[位置标注记录]
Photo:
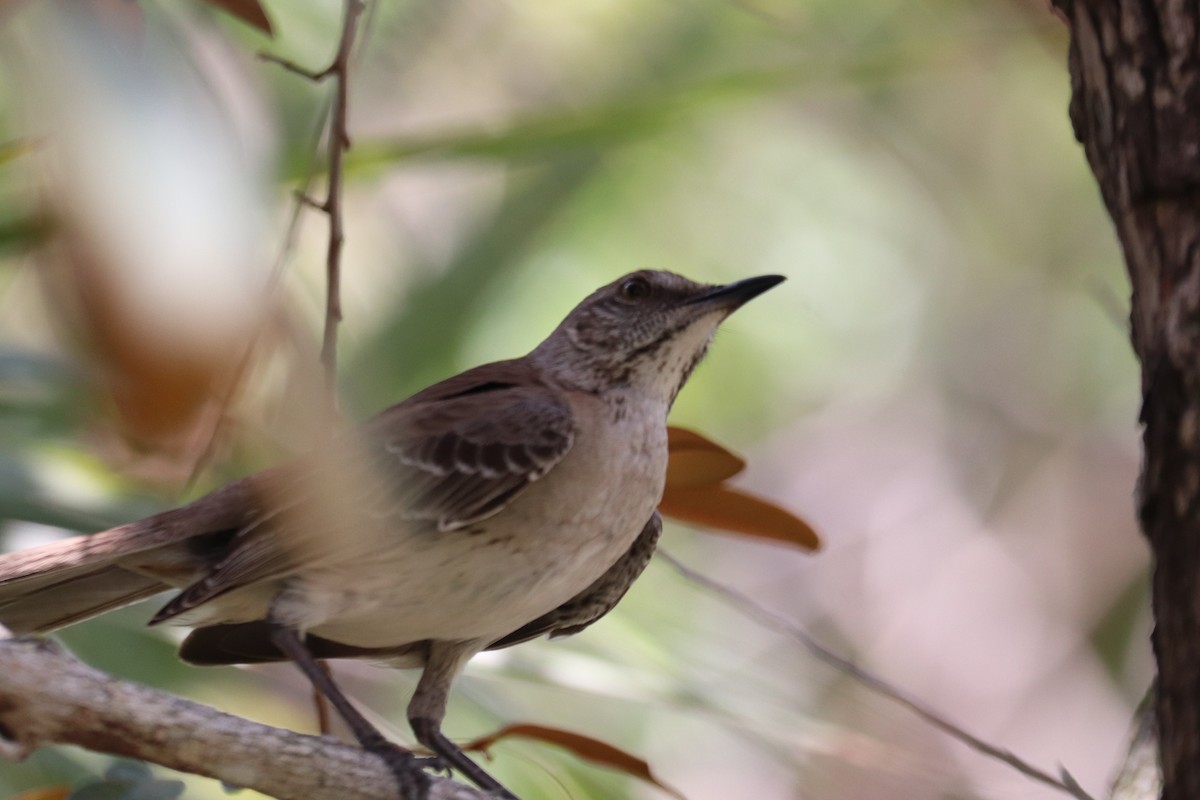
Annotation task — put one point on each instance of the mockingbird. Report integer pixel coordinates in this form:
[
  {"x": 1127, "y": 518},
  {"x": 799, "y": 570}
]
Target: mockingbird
[{"x": 511, "y": 500}]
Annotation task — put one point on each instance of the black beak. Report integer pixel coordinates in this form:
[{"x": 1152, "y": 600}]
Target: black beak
[{"x": 732, "y": 295}]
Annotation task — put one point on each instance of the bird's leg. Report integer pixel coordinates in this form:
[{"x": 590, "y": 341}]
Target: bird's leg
[
  {"x": 414, "y": 783},
  {"x": 429, "y": 705}
]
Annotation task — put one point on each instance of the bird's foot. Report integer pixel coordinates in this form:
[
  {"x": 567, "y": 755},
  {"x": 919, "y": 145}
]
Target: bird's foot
[{"x": 408, "y": 770}]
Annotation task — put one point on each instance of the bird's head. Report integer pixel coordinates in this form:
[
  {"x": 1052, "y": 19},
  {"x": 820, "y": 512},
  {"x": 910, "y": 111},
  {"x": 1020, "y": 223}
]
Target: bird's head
[{"x": 645, "y": 331}]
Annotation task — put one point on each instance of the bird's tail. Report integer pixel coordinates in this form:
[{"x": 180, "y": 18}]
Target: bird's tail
[{"x": 53, "y": 585}]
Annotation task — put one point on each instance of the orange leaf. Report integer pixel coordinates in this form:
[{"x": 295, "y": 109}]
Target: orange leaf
[
  {"x": 729, "y": 510},
  {"x": 249, "y": 11},
  {"x": 695, "y": 461},
  {"x": 586, "y": 747}
]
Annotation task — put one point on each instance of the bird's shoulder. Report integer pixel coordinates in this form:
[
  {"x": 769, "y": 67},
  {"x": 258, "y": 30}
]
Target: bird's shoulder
[{"x": 462, "y": 449}]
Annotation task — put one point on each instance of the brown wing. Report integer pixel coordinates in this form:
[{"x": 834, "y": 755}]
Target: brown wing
[
  {"x": 597, "y": 600},
  {"x": 455, "y": 453}
]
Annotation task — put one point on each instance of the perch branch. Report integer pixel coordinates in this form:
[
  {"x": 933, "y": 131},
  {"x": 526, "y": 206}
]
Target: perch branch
[{"x": 48, "y": 697}]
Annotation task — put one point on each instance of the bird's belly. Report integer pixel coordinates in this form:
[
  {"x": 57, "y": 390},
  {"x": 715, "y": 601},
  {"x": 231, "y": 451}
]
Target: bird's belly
[{"x": 489, "y": 578}]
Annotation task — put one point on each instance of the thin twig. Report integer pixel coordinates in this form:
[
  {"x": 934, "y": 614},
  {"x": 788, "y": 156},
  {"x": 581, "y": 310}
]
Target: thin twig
[
  {"x": 339, "y": 142},
  {"x": 780, "y": 624}
]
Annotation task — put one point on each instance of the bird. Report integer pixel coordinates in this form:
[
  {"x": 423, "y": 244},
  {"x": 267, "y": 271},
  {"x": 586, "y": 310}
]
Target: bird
[{"x": 513, "y": 500}]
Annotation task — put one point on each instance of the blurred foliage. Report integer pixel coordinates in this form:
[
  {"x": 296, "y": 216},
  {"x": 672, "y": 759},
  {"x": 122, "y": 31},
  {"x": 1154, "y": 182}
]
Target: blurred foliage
[{"x": 943, "y": 385}]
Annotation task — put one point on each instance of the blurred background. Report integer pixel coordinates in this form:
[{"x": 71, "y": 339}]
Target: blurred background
[{"x": 943, "y": 386}]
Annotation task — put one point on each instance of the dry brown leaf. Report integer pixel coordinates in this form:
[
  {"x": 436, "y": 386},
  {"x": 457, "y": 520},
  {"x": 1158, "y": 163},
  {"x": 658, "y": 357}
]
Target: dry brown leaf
[
  {"x": 695, "y": 461},
  {"x": 729, "y": 510},
  {"x": 249, "y": 11},
  {"x": 696, "y": 493},
  {"x": 586, "y": 747}
]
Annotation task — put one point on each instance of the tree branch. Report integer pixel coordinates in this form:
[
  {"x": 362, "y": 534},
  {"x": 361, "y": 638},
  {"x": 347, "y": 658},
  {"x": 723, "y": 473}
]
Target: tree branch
[
  {"x": 1135, "y": 94},
  {"x": 48, "y": 697},
  {"x": 339, "y": 142}
]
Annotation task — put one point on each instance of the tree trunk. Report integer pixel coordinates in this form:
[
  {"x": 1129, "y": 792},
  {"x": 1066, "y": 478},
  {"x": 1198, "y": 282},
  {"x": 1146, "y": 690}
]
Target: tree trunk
[{"x": 1135, "y": 107}]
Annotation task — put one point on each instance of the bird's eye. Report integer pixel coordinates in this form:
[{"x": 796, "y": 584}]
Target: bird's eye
[{"x": 635, "y": 289}]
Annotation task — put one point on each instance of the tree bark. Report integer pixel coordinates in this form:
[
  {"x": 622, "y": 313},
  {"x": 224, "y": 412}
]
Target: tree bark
[
  {"x": 48, "y": 697},
  {"x": 1135, "y": 107}
]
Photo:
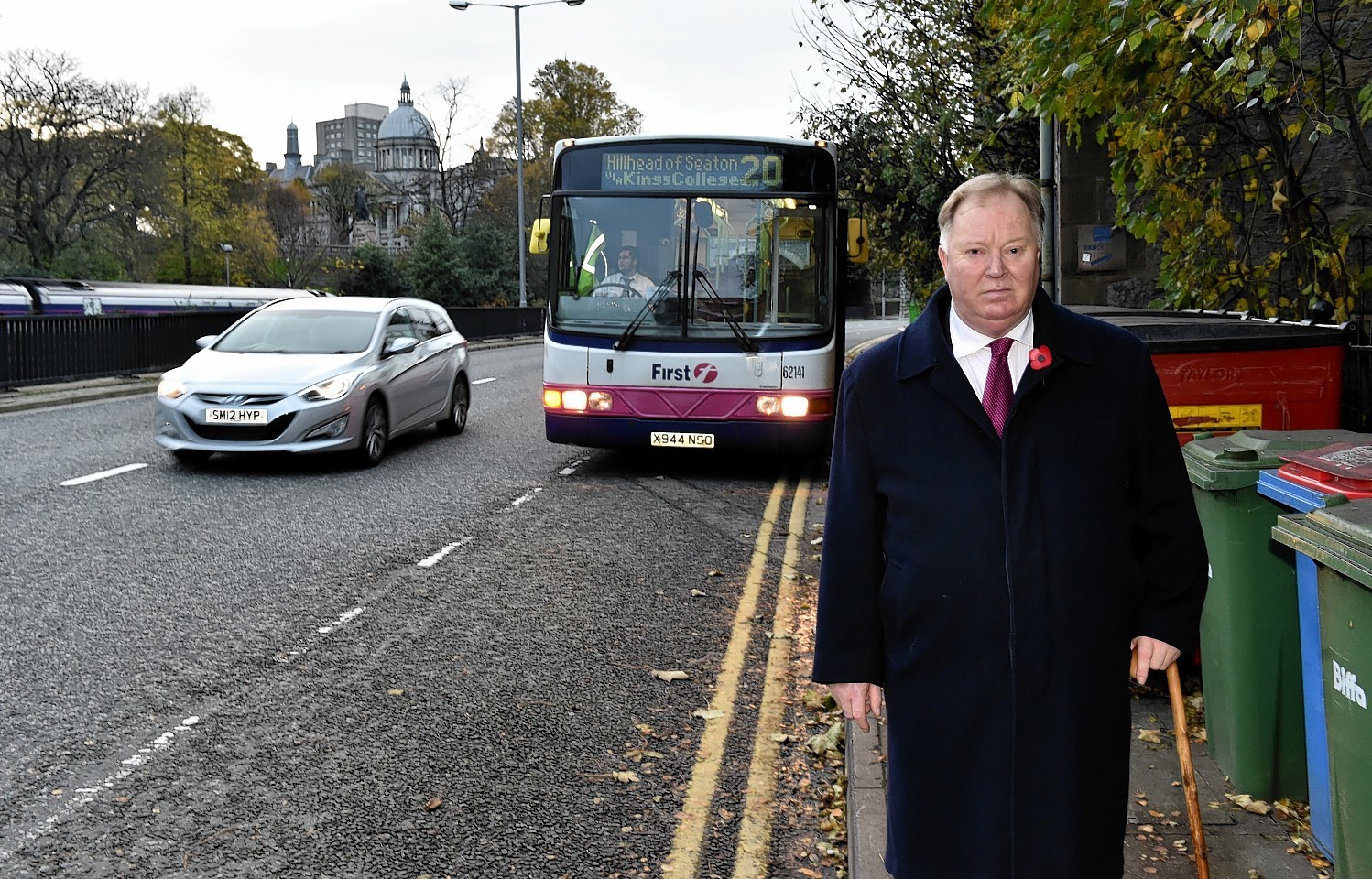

■ **练习说明**
数一数上面的材料里有几行含有字符串“branch”，只写出这个数。

■ **题目解答**
4